[Given request]: All of the data should be repeated exactly; pictures are not part of the copy.

Labeled region records:
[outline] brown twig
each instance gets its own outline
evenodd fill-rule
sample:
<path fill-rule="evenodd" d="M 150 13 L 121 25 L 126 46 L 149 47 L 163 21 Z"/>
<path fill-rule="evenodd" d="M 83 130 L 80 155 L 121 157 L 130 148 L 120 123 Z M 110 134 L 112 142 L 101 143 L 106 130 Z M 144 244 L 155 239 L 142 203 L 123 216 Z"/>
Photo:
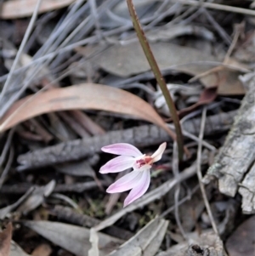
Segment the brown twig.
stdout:
<path fill-rule="evenodd" d="M 171 113 L 173 122 L 174 123 L 175 130 L 176 130 L 176 139 L 177 139 L 177 143 L 178 143 L 178 158 L 180 160 L 182 160 L 183 155 L 184 155 L 184 139 L 183 139 L 181 126 L 179 123 L 179 119 L 178 117 L 178 113 L 177 113 L 173 100 L 170 95 L 170 93 L 167 89 L 166 82 L 165 82 L 164 77 L 162 77 L 162 74 L 158 67 L 158 65 L 157 65 L 156 60 L 155 60 L 153 53 L 151 52 L 150 44 L 146 39 L 146 37 L 142 29 L 141 24 L 139 20 L 139 18 L 137 16 L 133 2 L 132 2 L 132 0 L 127 0 L 127 3 L 128 3 L 128 10 L 130 13 L 130 16 L 133 20 L 133 27 L 137 32 L 137 36 L 139 37 L 139 43 L 143 48 L 143 50 L 147 58 L 147 60 L 150 65 L 150 68 L 151 68 L 154 75 L 155 75 L 156 82 L 159 84 L 159 86 L 162 91 L 162 94 L 165 97 L 167 106 L 169 108 L 169 111 Z"/>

[Written solution]:
[outline] brown twig
each instance gets its own outline
evenodd fill-rule
sample:
<path fill-rule="evenodd" d="M 150 13 L 121 25 L 126 46 L 149 47 L 163 21 Z"/>
<path fill-rule="evenodd" d="M 83 130 L 80 155 L 121 157 L 130 148 L 120 123 Z M 110 134 L 112 142 L 101 143 L 106 130 Z M 144 244 L 155 239 L 142 203 L 123 216 Z"/>
Photo:
Segment the brown twig.
stdout:
<path fill-rule="evenodd" d="M 171 113 L 173 122 L 174 123 L 175 130 L 176 130 L 176 139 L 177 139 L 177 143 L 178 143 L 178 158 L 180 160 L 182 160 L 183 155 L 184 155 L 184 139 L 183 139 L 181 126 L 179 123 L 179 119 L 178 117 L 178 113 L 177 113 L 173 100 L 170 95 L 170 93 L 167 89 L 166 82 L 165 82 L 164 77 L 162 77 L 162 74 L 158 67 L 158 65 L 157 65 L 156 60 L 155 60 L 153 53 L 151 52 L 150 44 L 146 39 L 146 37 L 142 29 L 141 24 L 139 20 L 139 18 L 137 16 L 133 2 L 132 2 L 132 0 L 127 0 L 127 3 L 128 3 L 128 10 L 130 13 L 130 16 L 133 20 L 133 27 L 137 32 L 137 36 L 139 37 L 139 43 L 143 48 L 143 50 L 147 58 L 147 60 L 150 65 L 150 68 L 151 68 L 154 75 L 155 75 L 156 82 L 159 84 L 159 86 L 162 91 L 162 94 L 165 97 L 167 106 L 169 108 L 169 111 Z"/>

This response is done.